— start of Information supplied —

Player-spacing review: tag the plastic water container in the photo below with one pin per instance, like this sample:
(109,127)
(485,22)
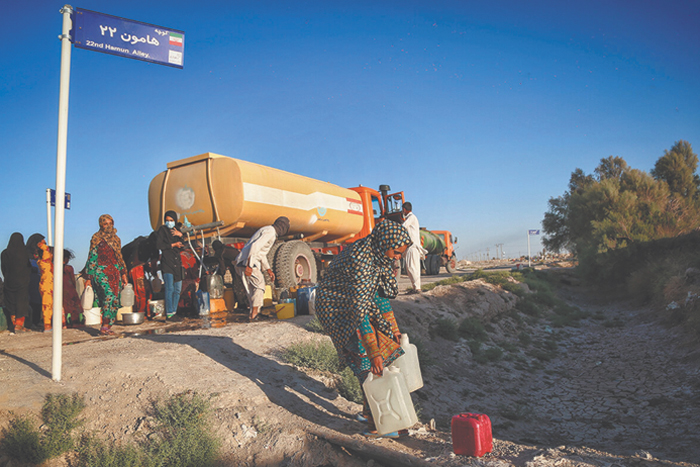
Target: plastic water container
(156,284)
(408,364)
(126,298)
(88,299)
(312,301)
(303,296)
(203,302)
(215,286)
(390,402)
(93,316)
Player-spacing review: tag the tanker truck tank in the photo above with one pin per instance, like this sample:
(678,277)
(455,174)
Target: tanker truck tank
(244,196)
(431,242)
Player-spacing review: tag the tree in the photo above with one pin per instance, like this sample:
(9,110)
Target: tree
(677,168)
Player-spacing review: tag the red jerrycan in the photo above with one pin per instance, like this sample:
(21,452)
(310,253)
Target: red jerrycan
(471,434)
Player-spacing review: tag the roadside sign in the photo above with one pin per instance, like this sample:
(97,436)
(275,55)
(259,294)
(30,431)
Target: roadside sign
(53,199)
(127,38)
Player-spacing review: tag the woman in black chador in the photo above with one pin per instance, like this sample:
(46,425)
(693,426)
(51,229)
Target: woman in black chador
(16,269)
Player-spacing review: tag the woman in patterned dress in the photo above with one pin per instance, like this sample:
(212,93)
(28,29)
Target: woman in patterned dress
(358,282)
(106,271)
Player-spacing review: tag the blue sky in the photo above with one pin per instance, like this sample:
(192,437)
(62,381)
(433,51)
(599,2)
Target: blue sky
(478,111)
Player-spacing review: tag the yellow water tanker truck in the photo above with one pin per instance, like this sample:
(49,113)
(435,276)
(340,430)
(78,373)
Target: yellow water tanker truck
(221,197)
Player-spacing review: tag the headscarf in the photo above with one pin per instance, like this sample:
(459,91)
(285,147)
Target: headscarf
(171,214)
(109,234)
(33,245)
(281,226)
(15,262)
(346,292)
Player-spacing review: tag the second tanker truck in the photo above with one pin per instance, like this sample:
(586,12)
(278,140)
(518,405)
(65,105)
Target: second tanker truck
(441,251)
(228,198)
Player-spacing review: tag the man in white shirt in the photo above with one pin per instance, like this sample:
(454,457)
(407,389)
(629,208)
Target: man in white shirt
(253,259)
(415,253)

— end of Information supplied —

Task brief: Lay out the material as a JSON list of strings, one per line and skipping any blank lines, covering only the part that opens with the line containing "Player-spacing review: tag the man" and runs through the end of the material.

Finished exercise:
[
  "Player-spacing review: tag the man in white shirt in the photo above with one pin per instance, like this sample:",
  "(454,457)",
  "(407,389)",
  "(629,208)",
  "Target: man in white shirt",
  "(253,259)",
  "(415,253)"
]